Assignment: Would you quote every entry exactly, dropping only the pictures?
══ Task input ══
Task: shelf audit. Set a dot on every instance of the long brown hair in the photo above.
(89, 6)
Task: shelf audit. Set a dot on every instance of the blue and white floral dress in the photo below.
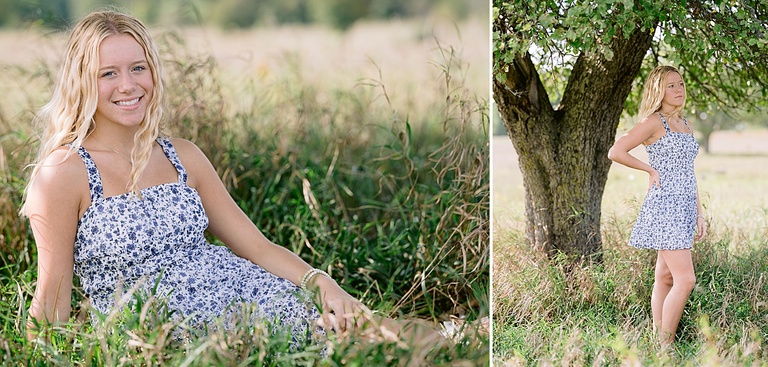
(125, 244)
(667, 219)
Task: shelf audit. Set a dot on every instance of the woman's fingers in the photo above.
(345, 315)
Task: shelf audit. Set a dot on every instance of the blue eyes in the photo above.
(135, 69)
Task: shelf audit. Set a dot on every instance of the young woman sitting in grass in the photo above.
(125, 208)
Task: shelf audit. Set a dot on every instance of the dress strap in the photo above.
(94, 178)
(664, 121)
(686, 125)
(170, 152)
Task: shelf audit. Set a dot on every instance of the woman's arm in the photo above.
(647, 131)
(233, 227)
(701, 223)
(53, 205)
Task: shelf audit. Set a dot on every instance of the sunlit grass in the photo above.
(600, 314)
(393, 204)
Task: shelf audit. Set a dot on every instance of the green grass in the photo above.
(600, 314)
(394, 205)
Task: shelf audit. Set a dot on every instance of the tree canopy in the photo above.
(564, 72)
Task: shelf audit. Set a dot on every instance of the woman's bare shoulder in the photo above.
(61, 173)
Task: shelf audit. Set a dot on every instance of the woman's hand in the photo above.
(701, 227)
(653, 179)
(341, 311)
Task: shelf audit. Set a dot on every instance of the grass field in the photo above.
(371, 166)
(600, 314)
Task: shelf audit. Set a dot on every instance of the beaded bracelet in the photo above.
(309, 275)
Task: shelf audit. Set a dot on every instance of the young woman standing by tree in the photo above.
(671, 213)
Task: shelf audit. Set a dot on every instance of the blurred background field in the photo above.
(360, 143)
(600, 314)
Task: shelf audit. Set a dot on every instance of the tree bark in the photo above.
(563, 151)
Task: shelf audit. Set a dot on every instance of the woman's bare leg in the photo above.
(661, 286)
(680, 266)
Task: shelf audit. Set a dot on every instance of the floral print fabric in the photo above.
(128, 244)
(667, 219)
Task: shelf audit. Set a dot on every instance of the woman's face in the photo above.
(124, 81)
(674, 90)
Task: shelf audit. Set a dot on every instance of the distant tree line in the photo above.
(236, 13)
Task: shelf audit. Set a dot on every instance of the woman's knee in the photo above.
(686, 281)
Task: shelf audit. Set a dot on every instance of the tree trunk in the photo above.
(563, 151)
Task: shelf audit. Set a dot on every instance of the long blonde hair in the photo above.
(653, 92)
(68, 117)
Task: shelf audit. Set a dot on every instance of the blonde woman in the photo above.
(671, 213)
(125, 207)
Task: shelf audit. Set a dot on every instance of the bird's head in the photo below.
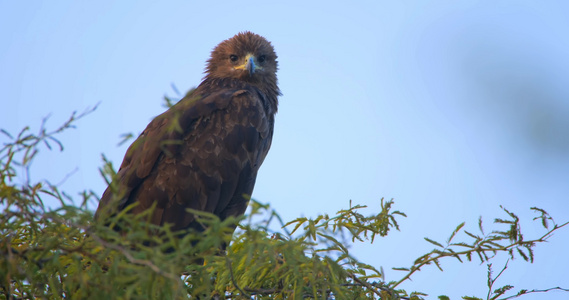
═══
Result below:
Task: shelf audit. Set a dot on every instance of the long brown hair in the photo above.
(89, 6)
Task: shelf audit. Set a dot on every instance of the blue and white floral dress in the photo below.
(125, 244)
(667, 219)
Task: shelf audit. Set a dot on every instance of the woman's fingers in the photo above.
(345, 315)
Task: shelf audit. Set a dot on every instance of the blue eyes in the photo above.
(135, 69)
Task: shelf audit. Set a dot on every instance of the young woman sitting in grass in the photo above.
(125, 208)
Task: shelf audit. Set a dot on every instance of the dress strap in the photo above.
(94, 178)
(664, 121)
(686, 125)
(170, 152)
Task: shelf audit. Set a dot on every instance of the woman's arm in the photo above.
(647, 131)
(233, 227)
(701, 223)
(53, 205)
Task: shelf audit. Set a dot on every instance of the sunlit grass in the photo above.
(600, 314)
(393, 204)
Task: shelf audit. Set a dot on every instance of the green grass in the photo above.
(600, 314)
(394, 205)
Task: shelf audit. Set a dot on every instance of the tree canopy in the photo above.
(564, 72)
Task: shelf audit. Set a dot on every instance of the woman's bare shoulder in the photo above.
(61, 173)
Task: shelf audit. Set a dot on every instance of the woman's hand in the photo above.
(701, 227)
(653, 179)
(341, 311)
Task: shelf audit. Set a dot on every instance of the grass field in the photo above.
(371, 166)
(600, 314)
Task: shelf audit. Set a dot on every instance of the beaded bracelet in the photo above.
(309, 275)
Task: shelf audit. Set a dot on every instance of the young woman standing by tree in the photo above.
(671, 213)
Task: shelf audit. Set a dot on every instance of the blurred background field in the photo above.
(360, 143)
(600, 314)
Task: shelf audit. Set a dot on every instance of the tree bark in the photo above.
(563, 151)
Task: shelf audit. Set a dot on every instance of the woman's bare leg in the photo above.
(661, 286)
(680, 266)
Task: shelf audit. Set a dot on every instance of the floral print fabric in the photo above.
(128, 244)
(667, 219)
Task: shelf audit. Set a dot on every instance of the woman's face in the photo above.
(124, 81)
(674, 90)
Task: shelf audit. Set a dot on every instance of the distant tree line in the photo above.
(236, 13)
Task: shelf audit. Set a dot on every instance of the woman's knee in the photo above.
(686, 281)
Task: shelf audit. Set a dot on every instance of the tree trunk in the photo above.
(563, 151)
Task: shelf audit. Set a dot on every instance of the long blonde hair in the photo above.
(653, 92)
(68, 117)
Task: shelf audit. Set a dot on every instance of the blonde woman in the photo above.
(671, 213)
(125, 207)
Task: shelf audit. Set a dot on every instance of the bird's head in the photo below.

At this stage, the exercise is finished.